== EXCERPTED RECORDS ==

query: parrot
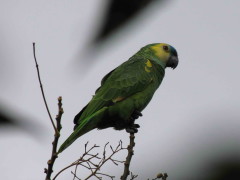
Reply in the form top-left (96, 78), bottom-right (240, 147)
top-left (58, 43), bottom-right (179, 153)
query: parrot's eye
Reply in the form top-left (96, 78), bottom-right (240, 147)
top-left (163, 46), bottom-right (169, 52)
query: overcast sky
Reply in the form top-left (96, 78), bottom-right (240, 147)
top-left (0, 0), bottom-right (240, 180)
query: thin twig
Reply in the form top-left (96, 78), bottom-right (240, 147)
top-left (120, 133), bottom-right (135, 180)
top-left (53, 141), bottom-right (127, 180)
top-left (45, 96), bottom-right (63, 180)
top-left (33, 43), bottom-right (58, 133)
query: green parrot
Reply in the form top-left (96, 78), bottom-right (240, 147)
top-left (58, 43), bottom-right (178, 153)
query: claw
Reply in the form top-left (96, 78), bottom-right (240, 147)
top-left (132, 110), bottom-right (142, 119)
top-left (126, 128), bottom-right (138, 133)
top-left (132, 124), bottom-right (140, 128)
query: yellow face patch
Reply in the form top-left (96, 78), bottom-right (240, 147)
top-left (112, 96), bottom-right (124, 103)
top-left (151, 43), bottom-right (170, 62)
top-left (144, 60), bottom-right (152, 72)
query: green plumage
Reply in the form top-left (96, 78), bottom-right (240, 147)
top-left (58, 44), bottom-right (176, 153)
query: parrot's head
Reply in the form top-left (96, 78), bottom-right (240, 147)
top-left (140, 43), bottom-right (178, 69)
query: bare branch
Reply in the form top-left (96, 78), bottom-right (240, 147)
top-left (53, 141), bottom-right (127, 180)
top-left (45, 96), bottom-right (63, 180)
top-left (120, 133), bottom-right (135, 180)
top-left (33, 43), bottom-right (58, 134)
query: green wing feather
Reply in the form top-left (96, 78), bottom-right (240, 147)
top-left (58, 57), bottom-right (164, 153)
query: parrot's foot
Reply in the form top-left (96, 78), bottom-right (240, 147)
top-left (126, 124), bottom-right (140, 133)
top-left (131, 110), bottom-right (142, 120)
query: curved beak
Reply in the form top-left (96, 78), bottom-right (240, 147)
top-left (166, 55), bottom-right (178, 69)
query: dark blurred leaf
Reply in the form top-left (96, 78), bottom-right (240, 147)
top-left (206, 158), bottom-right (240, 180)
top-left (0, 105), bottom-right (45, 139)
top-left (0, 112), bottom-right (16, 126)
top-left (95, 0), bottom-right (165, 42)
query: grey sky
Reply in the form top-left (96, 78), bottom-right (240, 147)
top-left (0, 0), bottom-right (240, 180)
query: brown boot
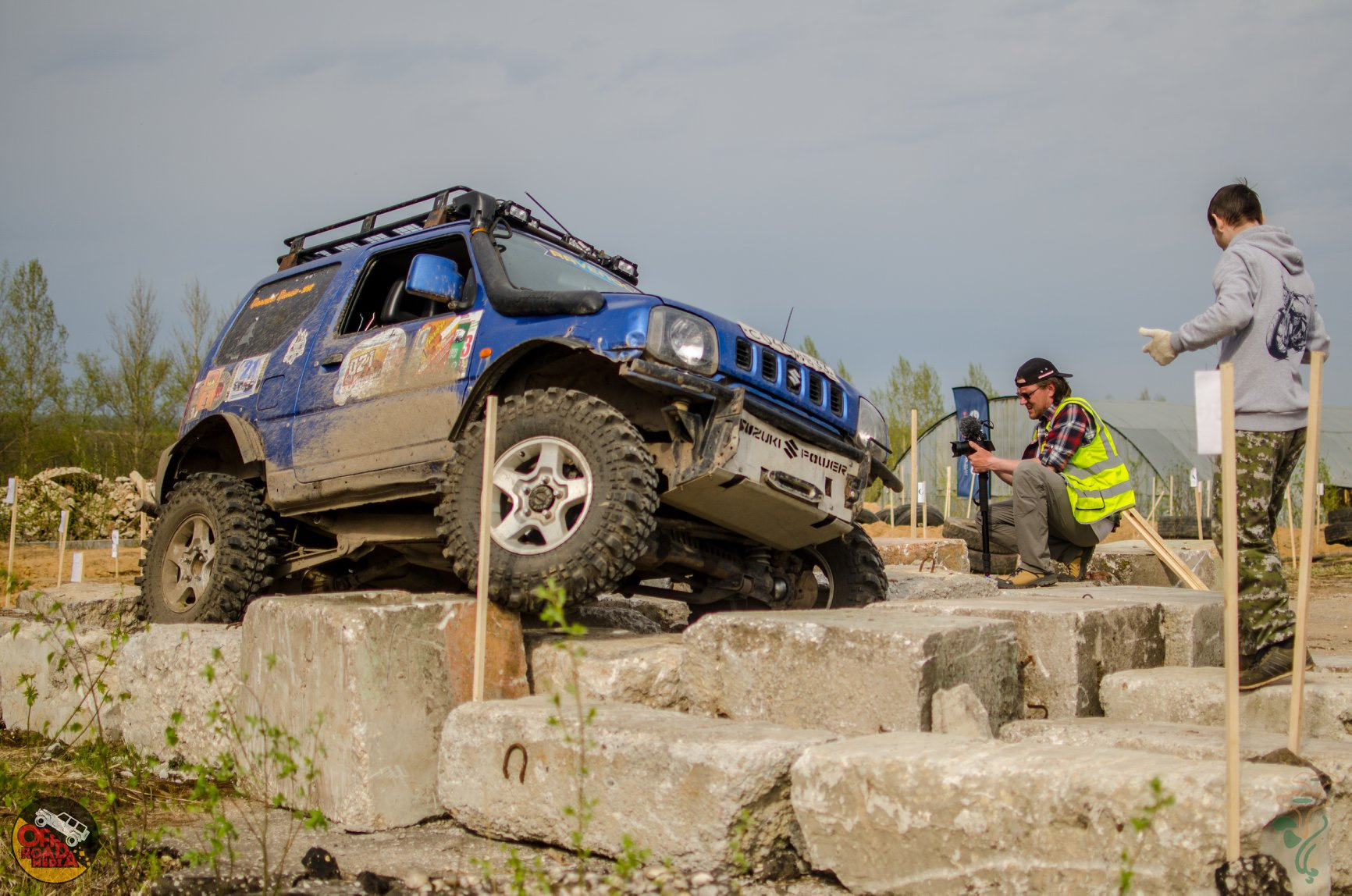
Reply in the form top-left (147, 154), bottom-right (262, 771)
top-left (1056, 545), bottom-right (1094, 581)
top-left (995, 567), bottom-right (1056, 588)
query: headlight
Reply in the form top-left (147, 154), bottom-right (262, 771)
top-left (859, 397), bottom-right (891, 453)
top-left (648, 305), bottom-right (718, 373)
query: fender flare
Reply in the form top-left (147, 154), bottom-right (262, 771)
top-left (449, 336), bottom-right (605, 442)
top-left (154, 412), bottom-right (268, 503)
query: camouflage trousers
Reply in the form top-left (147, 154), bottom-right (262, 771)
top-left (1211, 428), bottom-right (1304, 657)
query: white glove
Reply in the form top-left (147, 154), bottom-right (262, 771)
top-left (1137, 327), bottom-right (1179, 368)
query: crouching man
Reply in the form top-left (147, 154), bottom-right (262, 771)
top-left (968, 358), bottom-right (1136, 588)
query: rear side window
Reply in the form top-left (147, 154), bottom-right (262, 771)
top-left (215, 265), bottom-right (338, 364)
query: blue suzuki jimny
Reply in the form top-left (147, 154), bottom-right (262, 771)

===

Copy out every item above, swapping each "parrot" for "bird" and keeping everything else the same. Leave the pictures out.

query: bird
Reply in the form top-left (96, 78), bottom-right (240, 147)
top-left (58, 43), bottom-right (179, 153)
query: bird's eye
Reply in the form top-left (96, 78), bottom-right (240, 147)
top-left (163, 46), bottom-right (169, 52)
query: overcast sky
Reply in the form top-left (96, 78), bottom-right (240, 147)
top-left (0, 0), bottom-right (240, 180)
query: thin twig
Reply in the form top-left (96, 78), bottom-right (240, 147)
top-left (120, 133), bottom-right (135, 180)
top-left (53, 141), bottom-right (127, 180)
top-left (45, 96), bottom-right (63, 180)
top-left (33, 43), bottom-right (58, 133)
query: green bird
Reply in the form top-left (96, 78), bottom-right (240, 147)
top-left (58, 43), bottom-right (178, 153)
query: claw
Reply in the form top-left (96, 78), bottom-right (240, 147)
top-left (132, 110), bottom-right (142, 119)
top-left (126, 128), bottom-right (138, 133)
top-left (132, 124), bottom-right (140, 128)
query: yellow face patch
Reply in the form top-left (96, 78), bottom-right (240, 147)
top-left (112, 96), bottom-right (124, 103)
top-left (151, 43), bottom-right (170, 62)
top-left (144, 60), bottom-right (152, 72)
query: green plumage
Reply in the form top-left (96, 78), bottom-right (240, 147)
top-left (58, 44), bottom-right (176, 153)
query: bird's head
Reply in the form top-left (96, 78), bottom-right (240, 147)
top-left (140, 43), bottom-right (178, 69)
query: bare branch
Reply in the form top-left (96, 78), bottom-right (240, 147)
top-left (53, 141), bottom-right (127, 180)
top-left (45, 96), bottom-right (63, 180)
top-left (120, 133), bottom-right (135, 180)
top-left (33, 43), bottom-right (58, 134)
query: green wing feather
Reply in the form top-left (96, 78), bottom-right (240, 147)
top-left (58, 57), bottom-right (164, 153)
query: bird's foot
Reply in the form top-left (96, 78), bottom-right (240, 147)
top-left (126, 124), bottom-right (140, 133)
top-left (131, 110), bottom-right (142, 120)
query: curved beak
Reply in the form top-left (96, 78), bottom-right (240, 147)
top-left (166, 55), bottom-right (178, 69)
query: dark blurred leaf
Reply in the form top-left (96, 78), bottom-right (240, 147)
top-left (206, 158), bottom-right (240, 180)
top-left (0, 105), bottom-right (45, 139)
top-left (0, 112), bottom-right (16, 126)
top-left (95, 0), bottom-right (165, 42)
query: grey sky
Reply in the form top-left (96, 78), bottom-right (240, 147)
top-left (0, 0), bottom-right (240, 180)
query: brown boot
Reply in the form top-left (147, 154), bottom-right (262, 771)
top-left (1056, 545), bottom-right (1094, 581)
top-left (995, 567), bottom-right (1056, 588)
query: headlight
Reply in the form top-left (147, 154), bottom-right (262, 771)
top-left (859, 397), bottom-right (891, 453)
top-left (648, 305), bottom-right (718, 373)
query: fender flare
Reply in the form top-left (147, 154), bottom-right (262, 771)
top-left (449, 336), bottom-right (605, 442)
top-left (154, 412), bottom-right (268, 503)
query: camouflage trousers
Reply in the form top-left (147, 154), bottom-right (262, 771)
top-left (1211, 428), bottom-right (1304, 657)
query: white glove
Reply in the form top-left (147, 154), bottom-right (262, 771)
top-left (1137, 327), bottom-right (1179, 368)
query: crouching man
Reply in the form top-left (147, 154), bottom-right (262, 771)
top-left (968, 358), bottom-right (1136, 588)
query: rear side window
Reply in the form top-left (147, 154), bottom-right (262, 771)
top-left (215, 265), bottom-right (338, 364)
query: blue suzuki jimny
Reply in the form top-left (147, 154), bottom-right (262, 771)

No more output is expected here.